WRITTEN TASKS:
a) Copy the passage from the insurance article between "By Pat Costello, Costello" and "FBO's insurance protection.", inclusive.
b) Carry on the article about FBO aircraft insurance and free-lance flight instructors from where it stops.

Start of SOURCE DOCUMENT

By Pat Costello, Costello Insurance Assoc.

At one time or another, a fixed based operator (FBO) has rented his aircraft to non-employee flight instructors who used the aircraft to give instruction for their own hire or reward. This act can jeopardize the FBO's insurance protection.

FBO's purchase aircraft liability and physical damage insurance which allows that FBO to use their owned or leased aircraft for rental and instruction for hire. As the use is so broad, they sometimes forget the coverage has stipulations to it. One of which applies to the use of their aircraft by non-employees. An FBO can rent their planes to others who meet the pilot clause of their insurance contract and use the aircraft for their own pleasure and business. Business does not include utilizing the plane as a profit center as a free-lance flight instructor would. Business use would be synonymous with the use a businessman would have when he takes his private aircraft to visit a client. The plane must not be used as a profit center by renter pilots.

Most insurance contracts provide coverage for the FBO and their employees only. The FBO may pay an additional premium to extend some of their liability coverage to a renter pilot. If the FBO elects to protect himself alone, then the renter pilots fly at their own risk and should carry their own non-owned aircraft liability policy. The non-owned policy extends no coverage to the FBO. If the FBO is damaged by the renter and assumes the renter's policy will simply reimburse and/or protect him, the FBO is mistaken. The insurance company's duty is to defend and protect that renter pilot alone. The FBO may have to file suit and wait years to collect, if he can collect at all. Should the renter injure someone and the FBO is sued for negligent entrustment of the aircraft, the FBO cannot look to the renter's non-owned policy for help either.

A free-lance flight instructor using an FBO's aircraft as a profit center is often not aware of the insurance problems associated with this act. He assumes the FBO is protected because they buy insurance and often believes the insurance protects him too. In fact, he has voided the FBO's coverage altogether.

End of SOURCE DOCUMENT
Start of ROWS

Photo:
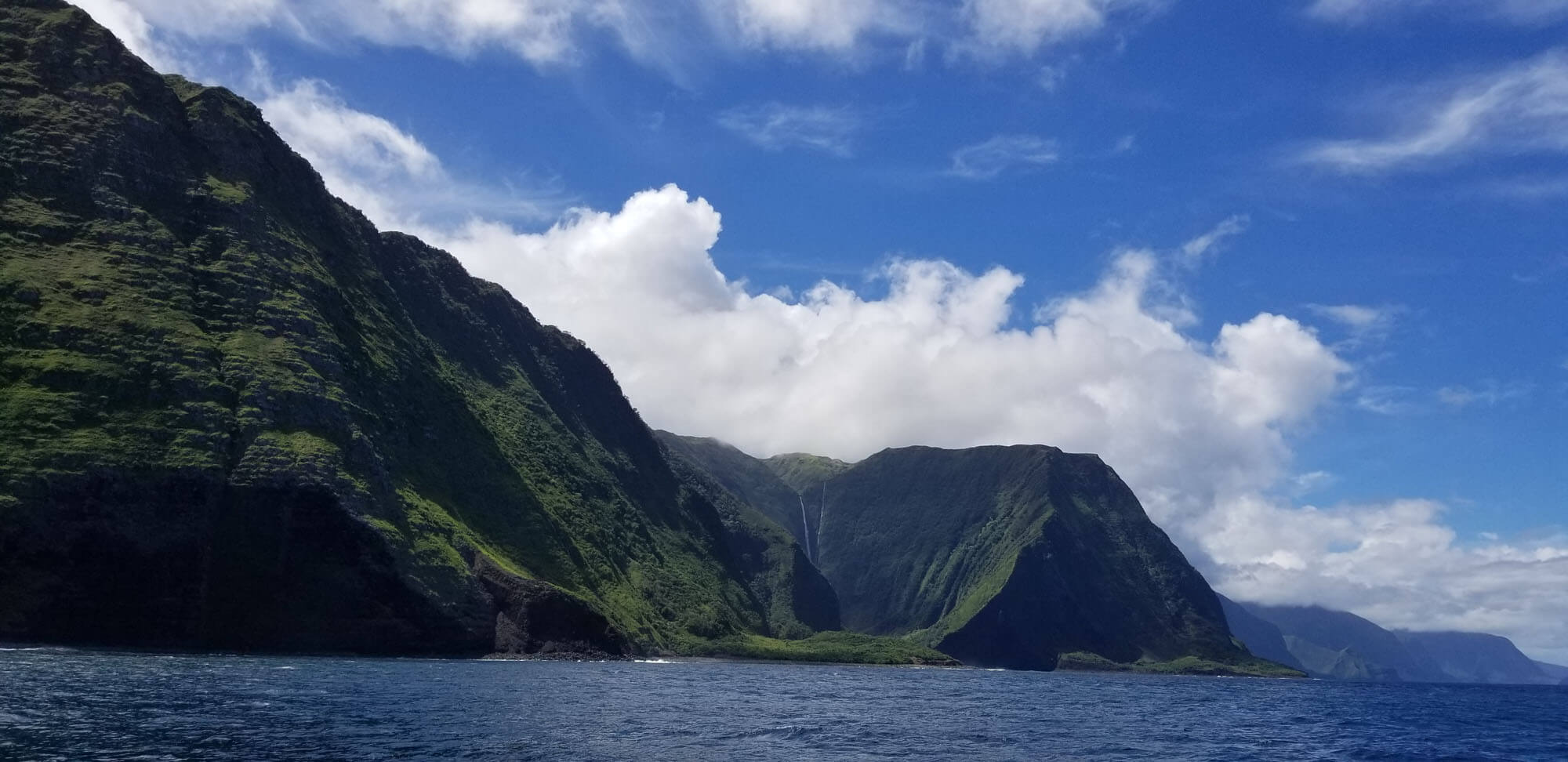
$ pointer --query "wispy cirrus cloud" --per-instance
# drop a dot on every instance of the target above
(673, 35)
(1519, 111)
(815, 128)
(1004, 153)
(1365, 324)
(383, 170)
(1509, 12)
(1487, 394)
(1199, 250)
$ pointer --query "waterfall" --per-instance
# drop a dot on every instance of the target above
(805, 526)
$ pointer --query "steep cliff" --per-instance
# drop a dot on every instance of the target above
(234, 415)
(998, 556)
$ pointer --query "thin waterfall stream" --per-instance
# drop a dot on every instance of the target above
(805, 528)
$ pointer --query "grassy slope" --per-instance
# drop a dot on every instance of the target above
(203, 350)
(1003, 556)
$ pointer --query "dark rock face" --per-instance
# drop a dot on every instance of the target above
(539, 619)
(998, 556)
(234, 415)
(1261, 637)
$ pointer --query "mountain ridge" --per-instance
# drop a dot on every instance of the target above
(970, 551)
(234, 415)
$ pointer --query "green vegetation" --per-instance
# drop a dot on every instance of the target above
(824, 647)
(1185, 666)
(236, 415)
(998, 556)
(805, 473)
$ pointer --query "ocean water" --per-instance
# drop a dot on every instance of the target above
(79, 706)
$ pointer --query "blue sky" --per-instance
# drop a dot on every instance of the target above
(1388, 176)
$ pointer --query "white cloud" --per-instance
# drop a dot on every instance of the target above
(128, 24)
(1514, 12)
(670, 35)
(1000, 154)
(377, 167)
(1398, 565)
(1199, 426)
(1520, 111)
(779, 128)
(819, 24)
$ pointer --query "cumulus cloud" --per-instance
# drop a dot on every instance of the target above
(1512, 12)
(779, 128)
(1000, 154)
(1398, 565)
(1199, 426)
(380, 169)
(819, 24)
(1520, 111)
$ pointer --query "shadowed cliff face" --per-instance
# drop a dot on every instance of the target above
(234, 415)
(998, 556)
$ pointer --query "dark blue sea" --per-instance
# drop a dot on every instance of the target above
(89, 705)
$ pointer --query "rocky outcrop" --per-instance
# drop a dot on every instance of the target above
(234, 415)
(998, 556)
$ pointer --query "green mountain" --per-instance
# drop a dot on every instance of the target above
(1261, 637)
(234, 415)
(998, 556)
(1555, 672)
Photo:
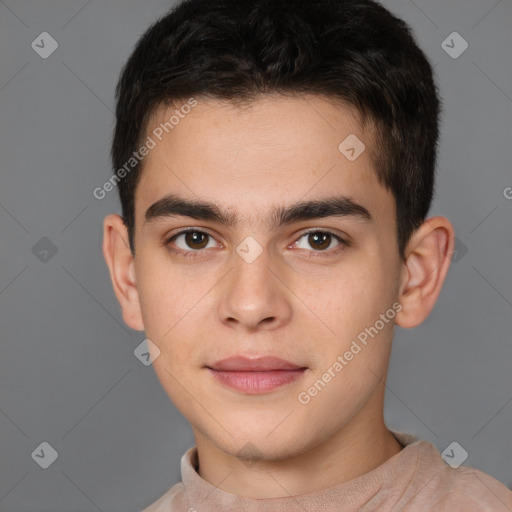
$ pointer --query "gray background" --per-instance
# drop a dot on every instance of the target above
(68, 375)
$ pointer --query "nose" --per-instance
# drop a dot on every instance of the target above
(252, 297)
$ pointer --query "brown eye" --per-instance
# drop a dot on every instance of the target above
(319, 240)
(196, 239)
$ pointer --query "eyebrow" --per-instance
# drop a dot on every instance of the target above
(173, 205)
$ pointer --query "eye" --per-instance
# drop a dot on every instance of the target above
(189, 242)
(320, 241)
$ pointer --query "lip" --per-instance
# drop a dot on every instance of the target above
(255, 376)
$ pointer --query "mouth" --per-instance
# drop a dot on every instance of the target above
(255, 376)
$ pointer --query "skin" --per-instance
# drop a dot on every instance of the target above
(295, 301)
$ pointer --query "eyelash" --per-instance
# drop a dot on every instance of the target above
(197, 253)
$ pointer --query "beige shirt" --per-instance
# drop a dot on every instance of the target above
(414, 480)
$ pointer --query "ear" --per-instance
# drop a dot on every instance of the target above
(427, 259)
(119, 258)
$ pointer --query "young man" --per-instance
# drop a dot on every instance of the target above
(275, 162)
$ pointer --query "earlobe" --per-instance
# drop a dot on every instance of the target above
(120, 262)
(428, 256)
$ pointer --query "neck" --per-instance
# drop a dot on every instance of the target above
(360, 446)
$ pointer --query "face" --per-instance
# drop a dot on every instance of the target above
(260, 275)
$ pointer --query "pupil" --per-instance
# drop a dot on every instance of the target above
(321, 240)
(194, 238)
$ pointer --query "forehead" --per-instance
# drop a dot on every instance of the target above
(251, 157)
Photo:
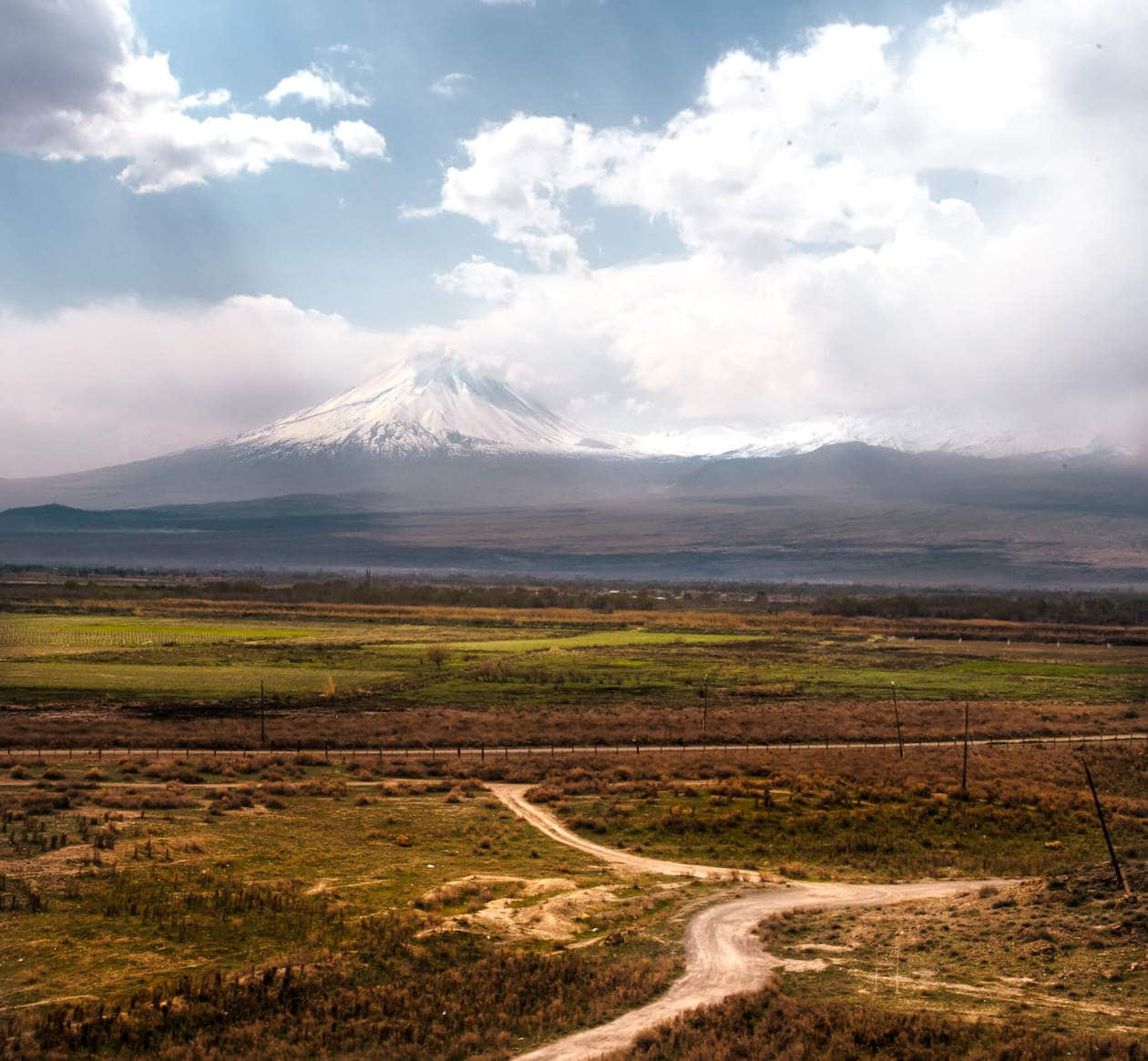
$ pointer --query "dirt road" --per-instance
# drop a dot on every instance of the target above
(723, 955)
(515, 797)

End of ROWS

RESULTS OF THE TASKS:
a)
By Pat Costello, Costello Insurance Assoc.

At one time or another, a fixed based operator (FBO) has rented his aircraft to non-employee flight instructors who used the aircraft to give instruction for their own hire or reward. This act can jeopardize the FBO's insurance protection.

b)
Insurance companies express their intent many different ways. One company says, "The aircraft may be used for the purpose of remuneration, student instruction or rental to others." And, "the policy does not apply to any person other than you while the aircraft is being used for remuneration, student instruction or rental to others." This company defines "you" as being the FBO, not the renter pilot or free-lance flight instructor. Another example is, "Commercial - means used principally in the business of the named insured for hire including student instruction and rental to others for the purpose of pleasure and business." The insured is the FBO and his employees only. A free-lance CFI renting a plane from an FBO and using it to give instruction for hire has no coverage of his own under the FBO's policy and could void coverage for the FBO as well.

Free-lance flight instructors can be a real asset to an FBO. They can generate many student and renter pilots. It would be a good idea to protect that asset and the FBO's own coverage by making him a full or part-t time employee. The flight instructor might have to settle for less pocket money as the FBO will have to take out for taxes, but should a liability loss occur where both are sued, they'll be happy they made the decision to join forces.